▶ Stated exercise
Return every line of the data below that contains the word "leaf", matching its case exactly.

(Rows from a pointing dataset)
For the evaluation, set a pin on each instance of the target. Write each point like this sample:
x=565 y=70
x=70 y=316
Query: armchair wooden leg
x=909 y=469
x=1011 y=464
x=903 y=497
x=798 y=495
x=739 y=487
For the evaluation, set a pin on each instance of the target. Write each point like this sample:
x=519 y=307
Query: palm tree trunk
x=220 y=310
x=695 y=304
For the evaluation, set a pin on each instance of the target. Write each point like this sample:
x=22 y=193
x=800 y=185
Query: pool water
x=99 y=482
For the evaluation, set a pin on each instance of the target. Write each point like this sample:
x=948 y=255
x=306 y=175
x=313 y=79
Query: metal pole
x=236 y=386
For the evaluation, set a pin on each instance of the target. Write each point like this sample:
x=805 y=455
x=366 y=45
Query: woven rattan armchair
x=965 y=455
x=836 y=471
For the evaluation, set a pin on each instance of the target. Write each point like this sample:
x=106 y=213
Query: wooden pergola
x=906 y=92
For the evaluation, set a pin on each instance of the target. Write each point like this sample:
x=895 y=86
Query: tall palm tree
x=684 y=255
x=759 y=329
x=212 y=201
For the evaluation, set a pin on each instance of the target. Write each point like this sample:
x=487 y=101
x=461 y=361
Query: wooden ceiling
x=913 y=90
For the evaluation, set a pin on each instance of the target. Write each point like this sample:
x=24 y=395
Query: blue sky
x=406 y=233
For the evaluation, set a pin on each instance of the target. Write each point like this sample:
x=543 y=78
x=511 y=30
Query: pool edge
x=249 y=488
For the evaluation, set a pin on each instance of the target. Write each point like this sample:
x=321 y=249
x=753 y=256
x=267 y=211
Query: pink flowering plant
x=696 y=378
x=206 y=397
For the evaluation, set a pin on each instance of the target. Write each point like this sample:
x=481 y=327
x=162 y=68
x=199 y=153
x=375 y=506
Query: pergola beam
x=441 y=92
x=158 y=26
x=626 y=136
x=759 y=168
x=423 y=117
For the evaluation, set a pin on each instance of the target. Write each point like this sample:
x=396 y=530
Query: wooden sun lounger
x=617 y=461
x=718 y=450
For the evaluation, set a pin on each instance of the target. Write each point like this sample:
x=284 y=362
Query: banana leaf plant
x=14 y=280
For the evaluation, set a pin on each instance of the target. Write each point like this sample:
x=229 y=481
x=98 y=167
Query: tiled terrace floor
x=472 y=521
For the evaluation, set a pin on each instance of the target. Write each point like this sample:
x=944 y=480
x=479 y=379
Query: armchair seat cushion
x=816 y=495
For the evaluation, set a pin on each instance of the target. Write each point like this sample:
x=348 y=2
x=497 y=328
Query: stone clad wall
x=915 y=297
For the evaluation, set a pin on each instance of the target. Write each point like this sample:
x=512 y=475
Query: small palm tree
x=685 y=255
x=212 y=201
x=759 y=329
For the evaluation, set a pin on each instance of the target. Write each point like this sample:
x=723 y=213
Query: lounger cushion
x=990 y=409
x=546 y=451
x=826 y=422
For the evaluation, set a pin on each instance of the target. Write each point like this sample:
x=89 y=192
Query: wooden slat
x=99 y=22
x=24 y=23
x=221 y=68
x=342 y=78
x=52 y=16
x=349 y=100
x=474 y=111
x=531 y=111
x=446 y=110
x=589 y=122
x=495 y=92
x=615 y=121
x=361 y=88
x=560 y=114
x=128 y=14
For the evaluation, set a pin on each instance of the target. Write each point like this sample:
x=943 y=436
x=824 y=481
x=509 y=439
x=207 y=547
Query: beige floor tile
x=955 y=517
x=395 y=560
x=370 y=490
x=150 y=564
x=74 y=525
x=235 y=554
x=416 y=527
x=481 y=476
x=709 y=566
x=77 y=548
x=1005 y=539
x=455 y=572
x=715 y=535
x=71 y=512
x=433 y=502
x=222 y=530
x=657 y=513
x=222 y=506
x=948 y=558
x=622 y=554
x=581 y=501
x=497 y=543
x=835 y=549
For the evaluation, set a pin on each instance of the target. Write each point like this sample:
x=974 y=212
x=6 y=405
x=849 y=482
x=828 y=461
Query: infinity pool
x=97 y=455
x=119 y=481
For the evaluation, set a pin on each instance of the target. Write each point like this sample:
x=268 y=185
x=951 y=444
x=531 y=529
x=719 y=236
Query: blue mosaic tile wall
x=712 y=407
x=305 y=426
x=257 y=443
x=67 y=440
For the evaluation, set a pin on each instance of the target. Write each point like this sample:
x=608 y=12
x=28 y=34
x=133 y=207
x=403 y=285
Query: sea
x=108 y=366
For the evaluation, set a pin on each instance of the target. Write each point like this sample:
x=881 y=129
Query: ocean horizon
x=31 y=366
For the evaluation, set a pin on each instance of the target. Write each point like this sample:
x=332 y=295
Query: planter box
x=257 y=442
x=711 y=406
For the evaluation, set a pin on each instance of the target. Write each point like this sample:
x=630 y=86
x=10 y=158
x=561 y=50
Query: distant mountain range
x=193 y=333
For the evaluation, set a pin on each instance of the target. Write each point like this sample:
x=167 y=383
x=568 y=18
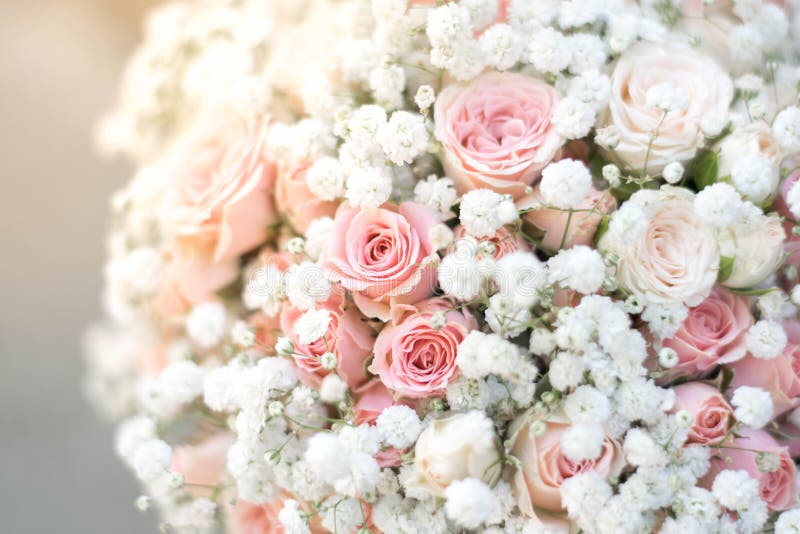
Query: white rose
x=696 y=77
x=456 y=447
x=756 y=246
x=674 y=258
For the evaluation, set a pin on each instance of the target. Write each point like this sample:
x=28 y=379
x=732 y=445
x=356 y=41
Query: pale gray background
x=60 y=61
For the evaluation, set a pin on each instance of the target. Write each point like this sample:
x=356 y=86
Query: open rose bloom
x=464 y=266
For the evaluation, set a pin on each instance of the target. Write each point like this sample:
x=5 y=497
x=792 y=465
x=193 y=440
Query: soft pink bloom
x=778 y=488
x=348 y=337
x=780 y=376
x=383 y=255
x=202 y=464
x=413 y=358
x=295 y=200
x=496 y=131
x=219 y=199
x=711 y=413
x=249 y=518
x=190 y=277
x=370 y=401
x=713 y=333
x=553 y=223
x=505 y=241
x=544 y=468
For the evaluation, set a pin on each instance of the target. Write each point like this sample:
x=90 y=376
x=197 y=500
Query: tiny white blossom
x=425 y=97
x=667 y=97
x=206 y=324
x=404 y=137
x=565 y=183
x=399 y=426
x=673 y=172
x=787 y=128
x=766 y=339
x=483 y=212
x=580 y=268
x=469 y=502
x=312 y=325
x=368 y=188
x=326 y=178
x=332 y=389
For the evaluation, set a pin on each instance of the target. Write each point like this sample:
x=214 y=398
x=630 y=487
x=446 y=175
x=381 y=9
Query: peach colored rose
x=504 y=240
x=348 y=337
x=712 y=334
x=219 y=198
x=295 y=200
x=249 y=518
x=778 y=488
x=582 y=226
x=780 y=376
x=544 y=468
x=674 y=258
x=414 y=359
x=496 y=131
x=370 y=401
x=190 y=277
x=707 y=88
x=383 y=256
x=712 y=416
x=202 y=464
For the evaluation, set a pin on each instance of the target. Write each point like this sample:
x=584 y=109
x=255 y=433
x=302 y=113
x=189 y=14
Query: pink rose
x=711 y=413
x=348 y=337
x=504 y=240
x=190 y=277
x=294 y=199
x=779 y=487
x=712 y=334
x=413 y=358
x=496 y=131
x=202 y=464
x=780 y=376
x=383 y=255
x=219 y=199
x=553 y=223
x=544 y=468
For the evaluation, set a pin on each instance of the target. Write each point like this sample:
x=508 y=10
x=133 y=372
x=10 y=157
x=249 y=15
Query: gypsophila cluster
x=457 y=266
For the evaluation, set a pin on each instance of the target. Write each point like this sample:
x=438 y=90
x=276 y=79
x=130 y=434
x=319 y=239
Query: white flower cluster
x=464 y=266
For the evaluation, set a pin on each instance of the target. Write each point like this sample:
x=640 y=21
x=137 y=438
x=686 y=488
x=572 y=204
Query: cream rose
x=756 y=248
x=544 y=467
x=706 y=87
x=670 y=255
x=453 y=448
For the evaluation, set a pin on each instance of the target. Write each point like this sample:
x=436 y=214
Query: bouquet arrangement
x=409 y=266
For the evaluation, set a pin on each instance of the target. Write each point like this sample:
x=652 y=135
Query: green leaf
x=602 y=228
x=725 y=267
x=706 y=169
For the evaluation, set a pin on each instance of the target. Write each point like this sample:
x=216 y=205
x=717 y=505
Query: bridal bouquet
x=413 y=266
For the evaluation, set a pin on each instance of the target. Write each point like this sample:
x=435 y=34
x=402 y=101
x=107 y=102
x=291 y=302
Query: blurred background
x=59 y=68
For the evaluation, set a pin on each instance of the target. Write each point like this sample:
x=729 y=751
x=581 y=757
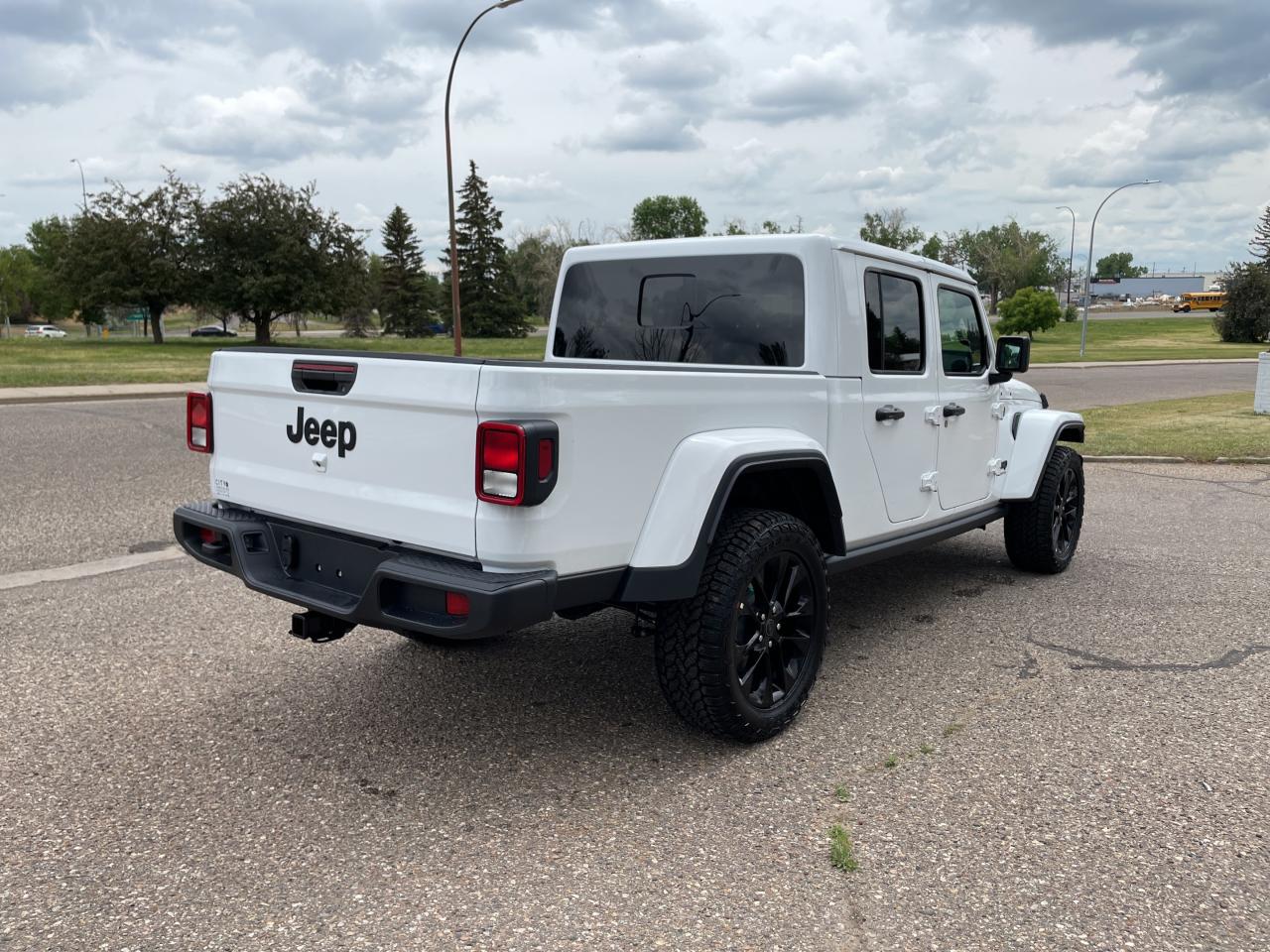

▶ Solution to this problem
Query: banana leaf plant
Query: green leaf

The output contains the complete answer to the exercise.